── Items

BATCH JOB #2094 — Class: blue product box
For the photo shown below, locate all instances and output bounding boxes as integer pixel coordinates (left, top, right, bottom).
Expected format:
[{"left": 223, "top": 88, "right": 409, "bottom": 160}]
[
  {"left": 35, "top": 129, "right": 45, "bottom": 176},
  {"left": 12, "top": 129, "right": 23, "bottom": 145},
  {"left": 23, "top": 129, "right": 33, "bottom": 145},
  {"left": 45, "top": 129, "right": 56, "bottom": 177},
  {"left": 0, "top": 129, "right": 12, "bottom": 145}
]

────

§ **Your task**
Rewrite the records with "blue product box" switched to "red product box", leaving every other character unchanged.

§ **Answer to this task**
BATCH JOB #2094 — Class: red product box
For the photo shown below, locate all instances and output bounding boxes as integer pixel coordinates (left, top, right, bottom).
Expected format:
[{"left": 223, "top": 88, "right": 409, "bottom": 160}]
[
  {"left": 35, "top": 129, "right": 45, "bottom": 176},
  {"left": 12, "top": 129, "right": 23, "bottom": 145},
  {"left": 23, "top": 129, "right": 33, "bottom": 145},
  {"left": 45, "top": 129, "right": 56, "bottom": 177},
  {"left": 0, "top": 129, "right": 12, "bottom": 145}
]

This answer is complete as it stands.